### Exercise requirements:
Return each line of the records in which the string "sunglasses" appears. Matches are case-sensitive.

### Dataset records:
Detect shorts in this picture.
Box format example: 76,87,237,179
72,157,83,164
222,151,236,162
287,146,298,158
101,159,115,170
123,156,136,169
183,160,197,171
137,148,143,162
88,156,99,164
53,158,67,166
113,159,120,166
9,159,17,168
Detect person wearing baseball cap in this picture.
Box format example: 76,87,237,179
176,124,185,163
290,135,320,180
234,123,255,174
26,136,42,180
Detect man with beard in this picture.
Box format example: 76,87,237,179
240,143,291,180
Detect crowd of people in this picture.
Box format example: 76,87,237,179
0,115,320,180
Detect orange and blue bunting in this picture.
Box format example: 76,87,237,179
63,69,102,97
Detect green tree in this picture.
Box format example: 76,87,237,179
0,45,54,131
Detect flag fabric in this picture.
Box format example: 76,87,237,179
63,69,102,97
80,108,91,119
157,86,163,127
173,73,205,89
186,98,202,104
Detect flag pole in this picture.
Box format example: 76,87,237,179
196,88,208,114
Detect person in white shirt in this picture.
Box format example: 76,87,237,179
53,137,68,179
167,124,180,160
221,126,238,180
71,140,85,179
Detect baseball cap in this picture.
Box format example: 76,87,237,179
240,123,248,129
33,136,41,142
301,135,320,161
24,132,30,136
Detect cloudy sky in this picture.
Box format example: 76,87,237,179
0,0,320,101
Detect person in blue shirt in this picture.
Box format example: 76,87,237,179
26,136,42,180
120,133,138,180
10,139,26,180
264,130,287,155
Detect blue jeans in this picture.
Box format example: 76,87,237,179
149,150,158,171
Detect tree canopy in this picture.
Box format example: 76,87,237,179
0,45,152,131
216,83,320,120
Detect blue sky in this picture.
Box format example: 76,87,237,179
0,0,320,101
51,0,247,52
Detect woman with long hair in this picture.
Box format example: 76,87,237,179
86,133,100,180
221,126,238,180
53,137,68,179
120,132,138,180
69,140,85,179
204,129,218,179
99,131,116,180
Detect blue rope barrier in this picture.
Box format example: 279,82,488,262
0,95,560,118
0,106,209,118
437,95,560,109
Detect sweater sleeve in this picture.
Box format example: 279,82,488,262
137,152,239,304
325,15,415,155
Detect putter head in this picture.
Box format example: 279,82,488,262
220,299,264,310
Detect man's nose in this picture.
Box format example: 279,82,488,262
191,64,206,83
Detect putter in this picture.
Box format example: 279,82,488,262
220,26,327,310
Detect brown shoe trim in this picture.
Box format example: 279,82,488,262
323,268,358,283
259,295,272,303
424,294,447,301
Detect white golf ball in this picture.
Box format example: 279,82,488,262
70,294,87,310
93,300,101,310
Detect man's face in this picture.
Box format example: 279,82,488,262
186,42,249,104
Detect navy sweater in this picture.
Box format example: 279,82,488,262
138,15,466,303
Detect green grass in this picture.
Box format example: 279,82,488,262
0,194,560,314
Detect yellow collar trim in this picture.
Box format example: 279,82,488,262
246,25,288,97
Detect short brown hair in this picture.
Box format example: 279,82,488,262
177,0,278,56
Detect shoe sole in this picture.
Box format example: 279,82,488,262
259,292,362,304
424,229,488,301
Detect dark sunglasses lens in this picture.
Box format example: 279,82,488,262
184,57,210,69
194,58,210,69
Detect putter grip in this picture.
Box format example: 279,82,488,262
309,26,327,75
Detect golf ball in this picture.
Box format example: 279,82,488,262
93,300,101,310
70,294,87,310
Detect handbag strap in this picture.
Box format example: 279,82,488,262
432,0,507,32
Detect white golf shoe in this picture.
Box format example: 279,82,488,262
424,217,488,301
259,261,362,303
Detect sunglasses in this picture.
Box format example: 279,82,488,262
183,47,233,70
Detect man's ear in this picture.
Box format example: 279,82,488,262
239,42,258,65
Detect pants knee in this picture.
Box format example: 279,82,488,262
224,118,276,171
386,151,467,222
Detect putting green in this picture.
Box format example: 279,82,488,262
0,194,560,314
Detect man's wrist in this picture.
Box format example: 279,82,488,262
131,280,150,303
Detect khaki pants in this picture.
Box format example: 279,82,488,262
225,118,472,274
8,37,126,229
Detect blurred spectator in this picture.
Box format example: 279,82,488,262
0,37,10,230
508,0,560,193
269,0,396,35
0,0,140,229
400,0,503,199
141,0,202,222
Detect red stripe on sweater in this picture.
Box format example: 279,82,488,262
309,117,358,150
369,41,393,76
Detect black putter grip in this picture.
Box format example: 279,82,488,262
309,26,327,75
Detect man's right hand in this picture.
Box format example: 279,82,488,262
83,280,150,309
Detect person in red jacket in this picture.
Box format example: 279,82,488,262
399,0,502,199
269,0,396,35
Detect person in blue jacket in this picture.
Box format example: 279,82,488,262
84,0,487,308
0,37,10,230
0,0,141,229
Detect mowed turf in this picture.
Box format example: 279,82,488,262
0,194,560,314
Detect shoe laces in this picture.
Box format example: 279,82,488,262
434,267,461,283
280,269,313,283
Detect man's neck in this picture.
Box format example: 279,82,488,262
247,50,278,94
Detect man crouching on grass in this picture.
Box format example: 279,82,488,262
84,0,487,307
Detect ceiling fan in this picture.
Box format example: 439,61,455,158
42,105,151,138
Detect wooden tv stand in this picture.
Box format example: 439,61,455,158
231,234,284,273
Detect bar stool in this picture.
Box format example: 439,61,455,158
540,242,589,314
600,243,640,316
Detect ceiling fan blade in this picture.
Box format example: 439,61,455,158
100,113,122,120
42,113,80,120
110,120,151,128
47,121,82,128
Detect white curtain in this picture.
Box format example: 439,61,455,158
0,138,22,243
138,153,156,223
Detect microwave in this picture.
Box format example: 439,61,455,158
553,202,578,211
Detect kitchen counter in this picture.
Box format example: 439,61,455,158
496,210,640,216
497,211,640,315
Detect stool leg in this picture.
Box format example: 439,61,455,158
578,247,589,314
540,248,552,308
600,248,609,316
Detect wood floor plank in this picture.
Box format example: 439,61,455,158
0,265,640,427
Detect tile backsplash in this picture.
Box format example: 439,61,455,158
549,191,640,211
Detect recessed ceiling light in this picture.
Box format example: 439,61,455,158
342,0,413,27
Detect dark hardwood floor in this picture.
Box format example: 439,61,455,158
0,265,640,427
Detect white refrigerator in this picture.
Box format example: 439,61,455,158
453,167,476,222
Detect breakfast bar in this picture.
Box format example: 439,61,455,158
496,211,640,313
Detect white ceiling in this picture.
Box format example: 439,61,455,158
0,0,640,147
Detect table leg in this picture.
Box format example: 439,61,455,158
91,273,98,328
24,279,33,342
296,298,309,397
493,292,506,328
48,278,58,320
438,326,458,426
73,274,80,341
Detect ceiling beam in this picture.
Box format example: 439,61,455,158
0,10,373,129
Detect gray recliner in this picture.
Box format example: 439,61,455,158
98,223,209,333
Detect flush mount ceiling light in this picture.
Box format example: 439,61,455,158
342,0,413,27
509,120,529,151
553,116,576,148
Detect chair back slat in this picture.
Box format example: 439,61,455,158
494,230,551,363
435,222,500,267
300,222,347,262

### Output:
Detect dark sunglasses lens in this picture.
Detect sunglasses in this picture.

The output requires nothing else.